*** Dataset extract

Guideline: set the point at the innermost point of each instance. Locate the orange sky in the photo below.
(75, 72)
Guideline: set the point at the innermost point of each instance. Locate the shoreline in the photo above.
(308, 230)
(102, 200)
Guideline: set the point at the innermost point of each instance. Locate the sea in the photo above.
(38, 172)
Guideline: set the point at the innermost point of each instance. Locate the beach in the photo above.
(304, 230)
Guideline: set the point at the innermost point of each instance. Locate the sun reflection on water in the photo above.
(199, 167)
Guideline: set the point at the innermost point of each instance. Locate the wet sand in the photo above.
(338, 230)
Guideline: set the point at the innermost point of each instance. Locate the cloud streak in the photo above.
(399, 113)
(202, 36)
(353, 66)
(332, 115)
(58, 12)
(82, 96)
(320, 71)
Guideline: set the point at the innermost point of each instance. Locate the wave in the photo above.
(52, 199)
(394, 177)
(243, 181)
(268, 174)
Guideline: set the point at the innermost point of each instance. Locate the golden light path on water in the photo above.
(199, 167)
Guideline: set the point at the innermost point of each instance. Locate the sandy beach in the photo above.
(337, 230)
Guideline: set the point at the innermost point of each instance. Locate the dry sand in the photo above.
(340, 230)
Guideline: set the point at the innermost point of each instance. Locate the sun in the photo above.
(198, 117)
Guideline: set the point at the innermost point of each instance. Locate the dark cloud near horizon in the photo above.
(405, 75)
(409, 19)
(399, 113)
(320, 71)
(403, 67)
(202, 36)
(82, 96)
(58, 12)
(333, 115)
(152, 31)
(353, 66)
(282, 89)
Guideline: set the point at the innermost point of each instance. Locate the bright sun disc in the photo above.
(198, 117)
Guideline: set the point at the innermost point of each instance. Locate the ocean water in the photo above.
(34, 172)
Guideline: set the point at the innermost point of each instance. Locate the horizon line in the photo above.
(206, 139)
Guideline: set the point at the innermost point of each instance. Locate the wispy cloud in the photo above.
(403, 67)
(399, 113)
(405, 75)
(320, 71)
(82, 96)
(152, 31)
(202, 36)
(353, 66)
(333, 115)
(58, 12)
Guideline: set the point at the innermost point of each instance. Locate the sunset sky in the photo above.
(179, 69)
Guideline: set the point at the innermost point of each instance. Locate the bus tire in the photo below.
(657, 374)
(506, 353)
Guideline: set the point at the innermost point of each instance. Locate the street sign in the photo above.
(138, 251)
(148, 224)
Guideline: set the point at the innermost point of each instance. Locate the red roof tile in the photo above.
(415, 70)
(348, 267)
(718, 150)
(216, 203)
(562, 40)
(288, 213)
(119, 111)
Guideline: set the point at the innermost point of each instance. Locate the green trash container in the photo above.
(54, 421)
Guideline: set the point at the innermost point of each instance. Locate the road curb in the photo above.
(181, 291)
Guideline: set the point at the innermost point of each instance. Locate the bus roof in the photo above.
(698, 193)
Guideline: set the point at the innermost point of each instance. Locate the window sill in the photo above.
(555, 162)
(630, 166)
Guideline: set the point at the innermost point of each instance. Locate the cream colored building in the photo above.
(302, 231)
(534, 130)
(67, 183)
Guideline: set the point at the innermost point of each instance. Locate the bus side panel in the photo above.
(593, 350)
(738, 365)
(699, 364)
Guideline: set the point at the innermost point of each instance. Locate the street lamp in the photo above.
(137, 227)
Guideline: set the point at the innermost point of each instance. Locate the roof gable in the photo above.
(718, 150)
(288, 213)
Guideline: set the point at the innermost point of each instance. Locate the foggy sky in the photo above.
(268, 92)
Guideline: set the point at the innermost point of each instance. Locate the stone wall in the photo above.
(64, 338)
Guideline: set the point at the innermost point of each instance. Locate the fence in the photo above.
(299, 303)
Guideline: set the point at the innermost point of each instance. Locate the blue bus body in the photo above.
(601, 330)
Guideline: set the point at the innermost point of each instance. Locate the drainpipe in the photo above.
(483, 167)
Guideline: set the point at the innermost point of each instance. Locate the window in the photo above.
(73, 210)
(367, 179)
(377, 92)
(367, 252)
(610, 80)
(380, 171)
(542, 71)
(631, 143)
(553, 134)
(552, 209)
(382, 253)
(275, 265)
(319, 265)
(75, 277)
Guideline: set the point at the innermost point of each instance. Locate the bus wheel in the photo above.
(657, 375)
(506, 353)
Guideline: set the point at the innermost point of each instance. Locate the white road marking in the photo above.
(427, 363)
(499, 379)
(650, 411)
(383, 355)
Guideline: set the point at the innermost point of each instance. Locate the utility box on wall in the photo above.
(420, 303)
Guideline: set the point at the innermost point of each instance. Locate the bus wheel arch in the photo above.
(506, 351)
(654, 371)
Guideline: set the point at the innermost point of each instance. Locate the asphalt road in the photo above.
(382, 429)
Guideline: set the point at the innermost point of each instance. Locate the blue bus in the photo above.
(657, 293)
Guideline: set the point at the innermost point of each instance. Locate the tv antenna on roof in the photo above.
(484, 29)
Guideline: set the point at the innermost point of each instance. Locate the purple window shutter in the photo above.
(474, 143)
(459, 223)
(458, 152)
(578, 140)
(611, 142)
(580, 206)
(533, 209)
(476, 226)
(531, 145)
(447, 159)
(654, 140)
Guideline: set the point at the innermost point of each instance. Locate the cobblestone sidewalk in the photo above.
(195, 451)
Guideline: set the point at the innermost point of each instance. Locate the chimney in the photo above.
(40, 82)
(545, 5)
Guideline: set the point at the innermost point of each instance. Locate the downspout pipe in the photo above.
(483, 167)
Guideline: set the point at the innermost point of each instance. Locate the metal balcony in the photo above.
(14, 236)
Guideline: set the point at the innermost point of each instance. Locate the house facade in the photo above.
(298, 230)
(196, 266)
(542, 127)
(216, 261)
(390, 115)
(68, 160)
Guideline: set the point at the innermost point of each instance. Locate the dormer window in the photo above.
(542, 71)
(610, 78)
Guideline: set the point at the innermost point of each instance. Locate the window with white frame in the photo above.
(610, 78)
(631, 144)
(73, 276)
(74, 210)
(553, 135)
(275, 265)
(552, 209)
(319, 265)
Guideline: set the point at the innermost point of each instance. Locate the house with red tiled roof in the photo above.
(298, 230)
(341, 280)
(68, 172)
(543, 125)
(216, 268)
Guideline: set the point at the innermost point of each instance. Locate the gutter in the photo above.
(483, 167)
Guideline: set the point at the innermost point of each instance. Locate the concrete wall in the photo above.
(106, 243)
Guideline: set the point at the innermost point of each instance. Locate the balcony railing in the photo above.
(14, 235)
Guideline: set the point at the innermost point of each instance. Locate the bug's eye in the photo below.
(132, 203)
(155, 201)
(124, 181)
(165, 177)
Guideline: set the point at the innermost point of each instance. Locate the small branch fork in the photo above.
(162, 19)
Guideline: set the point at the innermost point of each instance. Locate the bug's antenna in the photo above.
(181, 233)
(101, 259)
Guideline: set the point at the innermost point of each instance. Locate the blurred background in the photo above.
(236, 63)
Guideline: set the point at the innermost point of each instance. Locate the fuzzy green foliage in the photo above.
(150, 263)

******

The records shown above should be given again word for word.

Guideline: set the point at the innermost point of each instance. Locate the orange sky in the photo below.
(75, 72)
Guideline: set the point at the innermost point of each instance. Locate the shoreline in the photo above.
(308, 230)
(102, 200)
Guideline: set the point at the innermost point of each instance. Locate the sea in the photo above.
(38, 172)
Guideline: set the point at the innermost point of each instance. Locate the beach in the photo above.
(304, 230)
Guideline: set the point at the innermost point of each instance. Locate the sun reflection on water in the photo above.
(199, 167)
Guideline: set the point at the innermost point of each instance. Locate the wet sand in the photo above.
(338, 230)
Guideline: set the point at the innermost point of each instance. Locate the cloud streak in the photo above.
(399, 113)
(202, 36)
(353, 66)
(332, 115)
(58, 12)
(82, 96)
(320, 71)
Guideline: set the point at the innermost point of each instance. Locate the wave in the photo above.
(52, 199)
(394, 177)
(243, 181)
(268, 174)
Guideline: set the point at the innermost point of each instance. Locate the golden light path on water in the photo above.
(199, 167)
Guideline: set the point at the innermost point of each instance. Locate the sandy beach in the photo above.
(337, 230)
Guideline: set the point at the innermost point of each instance. Locate the dry sand in the photo above.
(340, 230)
Guideline: set the point at the innermost point of each instance. Locate the sun in the photo above.
(198, 117)
Guideline: set the point at the innermost point of each instance. Locate the dark cloud near horizon in the photo above.
(405, 75)
(409, 19)
(399, 113)
(320, 71)
(403, 67)
(202, 36)
(82, 96)
(58, 12)
(333, 115)
(152, 31)
(353, 66)
(282, 89)
Guideline: set the point at the innermost point of each instance. Locate the bright sun disc in the photo above.
(198, 117)
Guideline: set the point at the innermost point of each instance. Locate the ocean water in the photo above.
(34, 172)
Guideline: set the point at the innermost point of each instance. Locate the horizon line in the photo above.
(206, 139)
Guideline: set the point at the innermost point of each instance. Locate the wispy cloud in the photo above.
(403, 67)
(399, 113)
(405, 75)
(320, 71)
(82, 96)
(152, 31)
(202, 36)
(353, 66)
(333, 115)
(58, 12)
Guideline: set the point at the innermost point of each instance. Locate the sunset sky in the photo above.
(179, 69)
Guideline: set the point at the innermost point of each instance. Locate the bus tire in the photo below.
(657, 374)
(506, 353)
Guideline: set the point at the innermost point of each instance. Locate the street sign in the photo above.
(138, 251)
(148, 224)
Guideline: set the point at the innermost point of each instance. Locate the red roof tile in the photo above.
(415, 70)
(348, 267)
(718, 150)
(216, 203)
(562, 40)
(288, 213)
(119, 111)
Guideline: set the point at the innermost point of each instance. Locate the green trash container in the photo above.
(54, 421)
Guideline: set the point at the innermost point of each instance. Locate the road curb in the photo above.
(181, 291)
Guideline: set the point at the innermost point of each instance. Locate the bus roof in the photo above.
(698, 193)
Guideline: set the point at the innermost point of each instance. Locate the window sill in the photo above.
(555, 162)
(630, 166)
Guideline: set the point at the innermost point of each instance. Locate the cream colored building in the photo above.
(302, 231)
(534, 130)
(67, 183)
Guideline: set the point at the innermost point of each instance. Locate the bus side panel in the photo above.
(593, 350)
(738, 365)
(699, 364)
Guideline: set the point at the innermost point of each instance. Locate the street lamp in the photo above.
(137, 227)
Guideline: set the point at the innermost point of each instance. Locate the roof gable in the photo above.
(718, 150)
(288, 213)
Guideline: set the point at the innermost point of each instance. Locate the foggy sky in the photo above.
(268, 92)
Guideline: set the point at the innermost point of each instance. Locate the stone wall in the photo above.
(64, 338)
Guideline: set the point at the innermost point of each instance. Locate the fence in the photo above.
(299, 303)
Guideline: set the point at the innermost point of each instance. Locate the blue bus body in the photo above.
(601, 330)
Guideline: set the point at the innermost point of each instance. Locate the drainpipe in the photo above.
(483, 167)
Guideline: set the point at the innermost point of each instance. Locate the window in the photo above.
(73, 210)
(367, 179)
(377, 92)
(367, 252)
(610, 80)
(380, 171)
(542, 71)
(631, 143)
(553, 134)
(552, 209)
(382, 253)
(275, 265)
(319, 265)
(75, 277)
Guideline: set the point at the innermost point of each instance. Locate the bus wheel in the photo above.
(657, 375)
(506, 353)
Guideline: set the point at the innermost point of each instance. Locate the white road marking in the photo above.
(427, 363)
(499, 379)
(650, 411)
(383, 355)
Guideline: set the point at the innermost point of each instance. Locate the utility box on wall in the photo above.
(420, 303)
Guideline: set the point at the innermost point of each instance. Locate the bus wheel arch in the photo above.
(506, 351)
(654, 371)
Guideline: set the point at the innermost point of each instance. Locate the asphalt road in the photo above.
(382, 429)
Guideline: set the point at the innermost point of each instance. Locate the blue bus in the photo above.
(657, 293)
Guideline: set the point at the innermost point of each instance. Locate the tv antenna on roof in the photo above.
(484, 29)
Guideline: set the point at the innermost point of each instance. Locate the purple window shutter in the photo above.
(474, 143)
(459, 223)
(458, 152)
(578, 140)
(611, 142)
(580, 206)
(533, 209)
(476, 226)
(531, 145)
(447, 159)
(654, 140)
Guideline: set the point at the innermost point of each instance. Locate the cobblestone sidewalk in the photo above.
(195, 451)
Guideline: set the point at the innermost point of each instance. Locate the chimney in the photo above.
(40, 82)
(545, 5)
Guideline: set the point at the innermost point of each instance. Locate the downspout pipe in the photo above.
(483, 167)
Guideline: set the point at the innermost point of each instance. Locate the metal balcony in the photo above.
(14, 236)
Guideline: set the point at the innermost point of each instance. Locate the house facade in the photo above.
(298, 230)
(196, 266)
(542, 127)
(216, 261)
(390, 115)
(68, 160)
Guideline: set the point at the innermost point of each instance. Locate the dormer window in the photo above.
(542, 71)
(610, 78)
Guideline: set the point at the innermost point of each instance. Locate the window with white frame in the photo above.
(610, 78)
(631, 144)
(73, 276)
(74, 210)
(553, 135)
(275, 265)
(552, 209)
(319, 265)
Guideline: set the point at the innermost point of each instance. Locate the house with red tiled roof in the photo above.
(298, 230)
(341, 280)
(68, 172)
(543, 125)
(216, 268)
Guideline: set the point at the innermost point of each instance. Locate the gutter in the photo above.
(483, 167)
Guideline: set the point at the innermost point of each instance. Locate the concrete wall in the photo above.
(106, 243)
Guideline: set the point at the innermost point of each instance. Locate the balcony railing in the photo above.
(14, 235)
Guideline: set the point at the innermost point of each instance. Locate the bug's eye in the photo below.
(132, 203)
(155, 201)
(124, 181)
(165, 177)
Guideline: set the point at the innermost point of each instance. Locate the small branch fork in the photo above.
(162, 19)
Guideline: set the point at the innermost point of each instance. Locate the bug's antenna in the photo above.
(181, 233)
(101, 259)
Guideline: set the point at the innermost point of each instance. Locate the blurred background in the photo above.
(236, 63)
Guideline: set the point at the innermost point of each instance. Locate the fuzzy green foliage in the photo above.
(150, 263)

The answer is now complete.